Set task: Skip every picture, and copy exactly the lines from the one containing "mark the region of the brown" to the end of the data.
--- Start of Source data ---
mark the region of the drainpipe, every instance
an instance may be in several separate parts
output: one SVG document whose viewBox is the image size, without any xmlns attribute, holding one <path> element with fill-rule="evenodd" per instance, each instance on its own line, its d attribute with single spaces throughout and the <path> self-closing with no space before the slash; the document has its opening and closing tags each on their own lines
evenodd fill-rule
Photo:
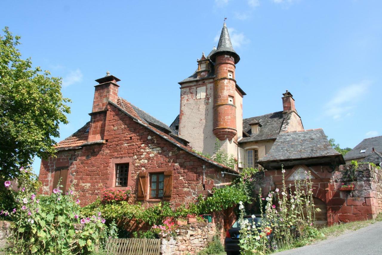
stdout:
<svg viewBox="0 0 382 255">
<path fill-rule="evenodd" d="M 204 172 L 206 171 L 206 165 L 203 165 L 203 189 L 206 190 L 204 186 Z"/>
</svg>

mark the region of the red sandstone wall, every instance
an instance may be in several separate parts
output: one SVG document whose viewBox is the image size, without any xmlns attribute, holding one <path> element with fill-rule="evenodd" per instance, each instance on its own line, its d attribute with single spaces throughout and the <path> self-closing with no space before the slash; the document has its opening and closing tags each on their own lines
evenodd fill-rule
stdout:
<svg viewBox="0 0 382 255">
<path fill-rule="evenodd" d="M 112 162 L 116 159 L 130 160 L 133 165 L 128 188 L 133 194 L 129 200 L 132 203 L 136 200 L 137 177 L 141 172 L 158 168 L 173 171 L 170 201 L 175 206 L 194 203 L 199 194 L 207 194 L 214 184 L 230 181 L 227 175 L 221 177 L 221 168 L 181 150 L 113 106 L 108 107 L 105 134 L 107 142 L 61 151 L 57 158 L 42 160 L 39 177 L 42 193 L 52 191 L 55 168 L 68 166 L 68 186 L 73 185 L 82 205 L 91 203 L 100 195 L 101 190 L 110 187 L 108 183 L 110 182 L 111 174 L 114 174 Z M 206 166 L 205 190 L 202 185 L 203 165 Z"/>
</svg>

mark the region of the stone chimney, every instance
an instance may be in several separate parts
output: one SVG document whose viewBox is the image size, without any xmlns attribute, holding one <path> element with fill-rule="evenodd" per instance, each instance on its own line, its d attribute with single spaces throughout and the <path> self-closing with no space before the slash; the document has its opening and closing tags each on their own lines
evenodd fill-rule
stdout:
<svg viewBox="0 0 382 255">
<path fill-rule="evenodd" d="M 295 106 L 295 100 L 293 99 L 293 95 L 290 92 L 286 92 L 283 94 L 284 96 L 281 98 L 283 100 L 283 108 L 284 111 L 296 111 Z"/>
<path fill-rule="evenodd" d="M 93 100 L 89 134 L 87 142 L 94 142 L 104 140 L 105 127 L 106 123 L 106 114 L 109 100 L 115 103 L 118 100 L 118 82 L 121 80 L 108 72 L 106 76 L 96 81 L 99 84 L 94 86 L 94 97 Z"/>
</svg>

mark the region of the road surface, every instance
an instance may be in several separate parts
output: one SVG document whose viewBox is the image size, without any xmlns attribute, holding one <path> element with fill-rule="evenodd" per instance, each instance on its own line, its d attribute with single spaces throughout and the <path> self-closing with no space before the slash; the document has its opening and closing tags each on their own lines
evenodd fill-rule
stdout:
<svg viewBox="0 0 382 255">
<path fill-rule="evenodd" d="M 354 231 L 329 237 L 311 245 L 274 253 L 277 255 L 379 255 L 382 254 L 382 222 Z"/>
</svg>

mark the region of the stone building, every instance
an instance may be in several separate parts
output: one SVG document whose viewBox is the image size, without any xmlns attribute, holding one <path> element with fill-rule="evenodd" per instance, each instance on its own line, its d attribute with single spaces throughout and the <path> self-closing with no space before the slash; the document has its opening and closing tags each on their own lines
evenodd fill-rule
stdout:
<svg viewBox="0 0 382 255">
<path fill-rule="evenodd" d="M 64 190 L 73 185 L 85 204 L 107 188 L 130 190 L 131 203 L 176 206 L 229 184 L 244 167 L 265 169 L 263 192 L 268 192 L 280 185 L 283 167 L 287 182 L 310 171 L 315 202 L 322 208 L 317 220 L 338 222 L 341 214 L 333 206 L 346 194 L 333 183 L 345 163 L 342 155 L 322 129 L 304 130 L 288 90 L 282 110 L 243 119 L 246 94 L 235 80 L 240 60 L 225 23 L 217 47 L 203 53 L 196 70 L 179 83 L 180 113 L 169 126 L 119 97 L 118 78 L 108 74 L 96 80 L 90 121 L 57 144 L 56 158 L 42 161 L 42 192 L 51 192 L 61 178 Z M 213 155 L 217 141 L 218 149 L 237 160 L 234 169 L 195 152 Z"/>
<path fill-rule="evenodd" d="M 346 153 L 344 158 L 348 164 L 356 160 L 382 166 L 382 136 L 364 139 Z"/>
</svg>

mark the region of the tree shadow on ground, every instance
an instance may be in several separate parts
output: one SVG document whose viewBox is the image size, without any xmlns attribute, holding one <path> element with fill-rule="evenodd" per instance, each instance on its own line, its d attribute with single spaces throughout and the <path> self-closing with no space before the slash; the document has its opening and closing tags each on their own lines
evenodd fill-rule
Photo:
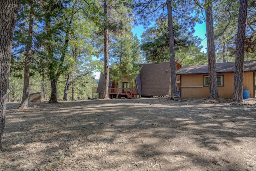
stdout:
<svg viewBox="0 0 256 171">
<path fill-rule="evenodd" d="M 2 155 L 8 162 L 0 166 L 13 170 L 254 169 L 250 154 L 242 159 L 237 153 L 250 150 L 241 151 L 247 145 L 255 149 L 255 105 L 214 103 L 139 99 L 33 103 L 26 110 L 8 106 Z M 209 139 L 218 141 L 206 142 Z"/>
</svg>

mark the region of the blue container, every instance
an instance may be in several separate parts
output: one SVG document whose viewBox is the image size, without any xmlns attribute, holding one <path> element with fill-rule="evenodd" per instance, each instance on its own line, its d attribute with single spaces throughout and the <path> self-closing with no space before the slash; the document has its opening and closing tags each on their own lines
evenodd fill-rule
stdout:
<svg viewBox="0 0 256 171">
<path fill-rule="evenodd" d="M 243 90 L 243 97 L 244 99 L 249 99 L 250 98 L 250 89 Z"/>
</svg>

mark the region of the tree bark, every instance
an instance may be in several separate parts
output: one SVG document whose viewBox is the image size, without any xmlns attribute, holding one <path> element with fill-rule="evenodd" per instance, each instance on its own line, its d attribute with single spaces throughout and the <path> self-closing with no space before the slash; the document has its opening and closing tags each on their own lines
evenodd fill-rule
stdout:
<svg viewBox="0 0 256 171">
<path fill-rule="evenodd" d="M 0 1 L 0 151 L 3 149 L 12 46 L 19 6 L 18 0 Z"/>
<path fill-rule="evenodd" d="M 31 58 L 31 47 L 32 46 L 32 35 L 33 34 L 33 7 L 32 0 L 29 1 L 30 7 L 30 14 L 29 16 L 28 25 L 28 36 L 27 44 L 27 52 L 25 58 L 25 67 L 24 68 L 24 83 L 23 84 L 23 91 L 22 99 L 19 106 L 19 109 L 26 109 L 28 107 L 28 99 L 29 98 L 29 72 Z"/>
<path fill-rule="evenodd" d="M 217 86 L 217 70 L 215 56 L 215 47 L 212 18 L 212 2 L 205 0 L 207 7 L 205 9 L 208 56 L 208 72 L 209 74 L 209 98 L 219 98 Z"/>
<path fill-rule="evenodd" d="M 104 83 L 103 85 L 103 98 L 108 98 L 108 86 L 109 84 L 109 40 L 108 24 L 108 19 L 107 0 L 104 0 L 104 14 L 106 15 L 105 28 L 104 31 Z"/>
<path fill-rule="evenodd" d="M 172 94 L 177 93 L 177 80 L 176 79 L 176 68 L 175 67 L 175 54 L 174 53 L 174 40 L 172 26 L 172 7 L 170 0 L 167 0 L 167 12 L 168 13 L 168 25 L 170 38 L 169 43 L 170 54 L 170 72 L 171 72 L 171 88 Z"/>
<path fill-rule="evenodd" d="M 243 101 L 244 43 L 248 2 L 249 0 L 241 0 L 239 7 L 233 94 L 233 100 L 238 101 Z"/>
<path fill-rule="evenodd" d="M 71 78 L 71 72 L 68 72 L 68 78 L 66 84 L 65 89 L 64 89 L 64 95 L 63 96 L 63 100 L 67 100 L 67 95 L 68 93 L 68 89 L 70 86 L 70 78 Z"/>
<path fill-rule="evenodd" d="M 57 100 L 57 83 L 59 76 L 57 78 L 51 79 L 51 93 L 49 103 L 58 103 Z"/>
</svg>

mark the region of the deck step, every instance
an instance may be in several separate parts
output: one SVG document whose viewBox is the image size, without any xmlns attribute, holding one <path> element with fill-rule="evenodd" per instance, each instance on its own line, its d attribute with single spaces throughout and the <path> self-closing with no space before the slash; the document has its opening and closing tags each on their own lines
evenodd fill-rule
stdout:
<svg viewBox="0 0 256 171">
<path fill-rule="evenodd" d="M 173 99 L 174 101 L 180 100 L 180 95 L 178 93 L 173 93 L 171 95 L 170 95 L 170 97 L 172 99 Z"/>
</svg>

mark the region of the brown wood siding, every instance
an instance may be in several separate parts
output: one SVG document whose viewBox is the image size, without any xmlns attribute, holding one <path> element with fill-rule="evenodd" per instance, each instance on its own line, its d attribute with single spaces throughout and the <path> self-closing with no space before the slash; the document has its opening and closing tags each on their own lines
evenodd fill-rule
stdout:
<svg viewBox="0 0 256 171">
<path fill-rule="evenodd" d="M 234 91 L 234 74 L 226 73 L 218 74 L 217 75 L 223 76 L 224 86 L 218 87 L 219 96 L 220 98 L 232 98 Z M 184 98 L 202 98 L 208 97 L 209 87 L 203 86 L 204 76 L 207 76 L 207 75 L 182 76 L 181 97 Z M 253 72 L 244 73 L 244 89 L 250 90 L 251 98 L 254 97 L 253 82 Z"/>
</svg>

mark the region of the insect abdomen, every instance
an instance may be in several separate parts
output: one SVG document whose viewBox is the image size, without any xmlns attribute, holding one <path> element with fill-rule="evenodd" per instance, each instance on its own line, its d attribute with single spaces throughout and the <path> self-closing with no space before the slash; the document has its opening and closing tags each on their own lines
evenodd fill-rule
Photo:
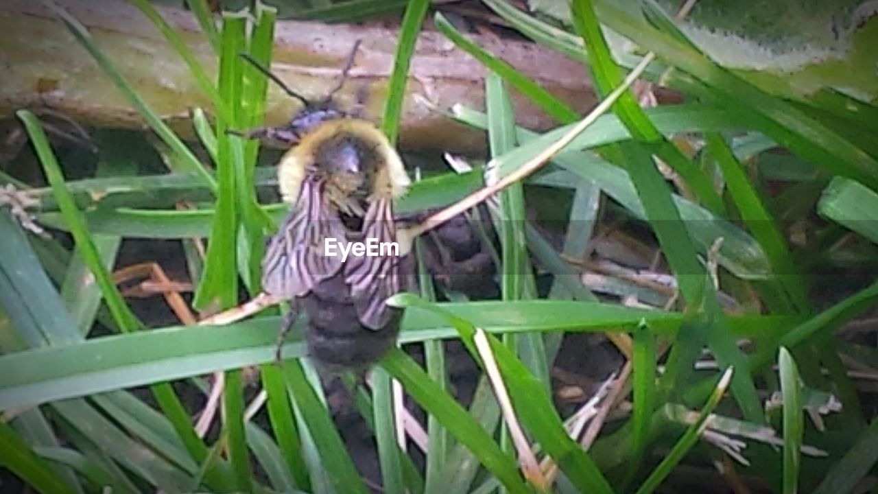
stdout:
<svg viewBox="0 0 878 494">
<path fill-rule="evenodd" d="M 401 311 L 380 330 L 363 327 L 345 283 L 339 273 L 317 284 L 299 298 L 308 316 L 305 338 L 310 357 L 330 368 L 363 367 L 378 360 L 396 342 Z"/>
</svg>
--- End of Source data ---
Task result:
mark the region of the brown wood siding, every instance
an instance may be in several separate parts
output: one SVG document whose viewBox is the image size, without any xmlns attribute, holding one <path> element with fill-rule="evenodd" per instance, each instance on its own line, its d attribute with single spaces throughout and the <path> self-closing with no space before the slash; the document has its opening and closing tags each on their own lines
evenodd fill-rule
stdout:
<svg viewBox="0 0 256 171">
<path fill-rule="evenodd" d="M 234 91 L 234 74 L 226 73 L 218 74 L 217 75 L 223 76 L 224 86 L 218 87 L 219 96 L 220 98 L 232 98 Z M 184 98 L 202 98 L 208 97 L 209 87 L 203 86 L 204 76 L 207 76 L 207 75 L 182 76 L 181 97 Z M 253 72 L 244 73 L 244 89 L 250 90 L 251 98 L 254 97 L 253 82 Z"/>
</svg>

mark the region of the insect abdomen, every instance
an instance may be in several separate parts
output: one SVG document whose viewBox is the image size, without any xmlns attribute, holding one <path> element with fill-rule="evenodd" per instance, each instance on its own line, its d attribute with single spaces throughout and the <path> self-closing with no space before the slash; the document has its opening and closing tags each on their own lines
evenodd fill-rule
Photo:
stdout:
<svg viewBox="0 0 878 494">
<path fill-rule="evenodd" d="M 401 311 L 380 330 L 363 327 L 345 283 L 339 273 L 317 284 L 299 298 L 308 316 L 305 338 L 310 357 L 330 368 L 363 367 L 378 360 L 396 342 Z"/>
</svg>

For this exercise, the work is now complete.